WHAT YOU NEED TO DO:
[1] Reproduce the passage about SLX C/C++ word for word, starting at "C/C++ code often" and ending at "increasing system complexities.".
[2] Write out the records word for word, starting at the line that contains "Guideline: one marker per instance of the white" and ending at the end of the records, with both ends included. Leave any pictures out of your answer.

EXCERPTED TEXT:
"""
C/C++ code often needs to be ported to and optimized for multicore platforms. This is an overwhelming manual task that depends on developer experience and intuition, often leading to project delays and unplanned expenses for increasing system complexities.
To efficiently tackle this growing problem, Silexica has developed the SLX C/C++ programming technology that helps you Analyze, Optimize and Implement multicore C/C++ applications. This enables you to take full advantage of the available parallelism present in the target platform. SLX C/C++ accepts as input a sequential or threaded C/C++ application and a model of the targeted platform. From this information, it generates parallelization information for the application (details can be found in Section 1.4). Internally, it uses advanced static and dynamic code analyses to detect parallelism patterns that are guaranteed to deliver performance improvements for multicore platforms. The obtained information is presented to the developer in an intuitive manner to facilitate the implementation of a parallel version of the application.
SLX C/C++ consists of three stages: Analyze; Optimize; and Implement.
"""
RECORDS FOR THIS EXERCISE:
"""
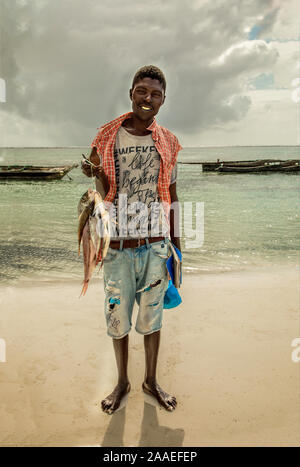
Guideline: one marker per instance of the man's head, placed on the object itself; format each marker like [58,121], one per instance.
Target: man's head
[147,92]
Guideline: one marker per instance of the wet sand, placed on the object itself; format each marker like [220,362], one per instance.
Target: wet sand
[225,353]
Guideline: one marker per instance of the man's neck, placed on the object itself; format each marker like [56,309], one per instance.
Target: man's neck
[137,127]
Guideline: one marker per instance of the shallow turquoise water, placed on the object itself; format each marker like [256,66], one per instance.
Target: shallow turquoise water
[250,220]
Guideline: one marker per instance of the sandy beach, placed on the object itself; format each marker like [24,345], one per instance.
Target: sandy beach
[225,353]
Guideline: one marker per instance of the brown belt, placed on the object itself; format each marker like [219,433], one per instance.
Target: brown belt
[133,242]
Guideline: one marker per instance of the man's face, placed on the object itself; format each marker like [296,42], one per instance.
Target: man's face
[147,96]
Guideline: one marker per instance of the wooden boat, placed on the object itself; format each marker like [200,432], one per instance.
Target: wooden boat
[286,166]
[34,172]
[258,165]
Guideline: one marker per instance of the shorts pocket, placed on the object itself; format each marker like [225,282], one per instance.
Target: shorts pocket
[160,249]
[110,255]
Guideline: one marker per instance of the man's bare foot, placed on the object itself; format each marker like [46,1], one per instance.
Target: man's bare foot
[166,400]
[112,402]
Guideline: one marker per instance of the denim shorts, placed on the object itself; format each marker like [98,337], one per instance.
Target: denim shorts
[135,274]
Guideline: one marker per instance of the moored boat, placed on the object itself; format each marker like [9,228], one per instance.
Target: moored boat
[34,172]
[258,165]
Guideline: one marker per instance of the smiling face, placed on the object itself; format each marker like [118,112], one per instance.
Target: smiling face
[147,96]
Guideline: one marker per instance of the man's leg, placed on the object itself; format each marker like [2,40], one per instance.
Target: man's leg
[112,402]
[150,385]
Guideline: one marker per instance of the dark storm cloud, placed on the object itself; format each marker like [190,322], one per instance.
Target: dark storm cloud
[69,64]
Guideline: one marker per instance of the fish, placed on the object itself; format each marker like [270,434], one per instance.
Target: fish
[85,209]
[93,232]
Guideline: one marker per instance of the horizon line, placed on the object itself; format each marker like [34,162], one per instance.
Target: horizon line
[184,147]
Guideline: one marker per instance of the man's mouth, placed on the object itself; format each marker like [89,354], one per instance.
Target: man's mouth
[146,108]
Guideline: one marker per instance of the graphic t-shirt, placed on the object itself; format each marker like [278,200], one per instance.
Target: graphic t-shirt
[137,165]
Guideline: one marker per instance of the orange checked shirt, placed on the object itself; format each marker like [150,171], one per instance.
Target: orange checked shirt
[165,142]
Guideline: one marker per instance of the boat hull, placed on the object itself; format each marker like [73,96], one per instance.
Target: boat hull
[34,172]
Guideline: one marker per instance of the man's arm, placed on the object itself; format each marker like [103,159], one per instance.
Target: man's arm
[91,171]
[174,217]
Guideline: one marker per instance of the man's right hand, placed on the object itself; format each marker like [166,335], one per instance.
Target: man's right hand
[88,169]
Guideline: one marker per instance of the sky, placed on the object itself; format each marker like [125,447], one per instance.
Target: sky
[232,68]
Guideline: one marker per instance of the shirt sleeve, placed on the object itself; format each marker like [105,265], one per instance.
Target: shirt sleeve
[174,174]
[96,144]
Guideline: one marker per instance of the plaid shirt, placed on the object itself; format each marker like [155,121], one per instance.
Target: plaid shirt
[165,142]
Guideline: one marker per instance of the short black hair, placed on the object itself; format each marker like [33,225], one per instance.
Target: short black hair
[150,71]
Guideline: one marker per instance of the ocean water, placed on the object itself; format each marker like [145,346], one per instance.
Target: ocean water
[250,220]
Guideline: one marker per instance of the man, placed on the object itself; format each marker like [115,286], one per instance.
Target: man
[138,161]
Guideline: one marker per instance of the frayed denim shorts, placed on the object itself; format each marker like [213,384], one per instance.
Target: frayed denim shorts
[135,274]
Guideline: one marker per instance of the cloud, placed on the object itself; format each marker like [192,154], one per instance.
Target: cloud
[68,65]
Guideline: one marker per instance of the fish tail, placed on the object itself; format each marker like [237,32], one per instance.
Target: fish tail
[84,288]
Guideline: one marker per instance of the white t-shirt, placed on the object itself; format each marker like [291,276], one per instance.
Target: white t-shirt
[137,165]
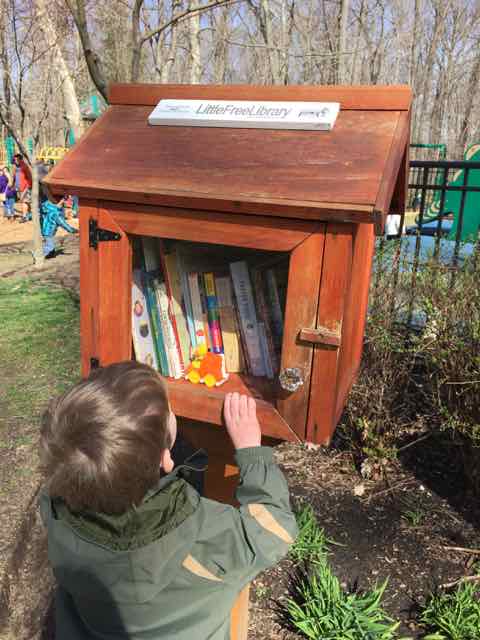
"""
WORKED ANSWERS:
[1]
C/C++ code often needs to be ported to and optimized for multicore platforms. This is an overwhelming manual task that depends on developer experience and intuition, often leading to project delays and unplanned expenses for increasing system complexities.

[2]
Guideline: one marker per instance of the white t-shirt, placed on the object itself; format each marker like [291,276], one per instance.
Target: white t-shirt
[137,165]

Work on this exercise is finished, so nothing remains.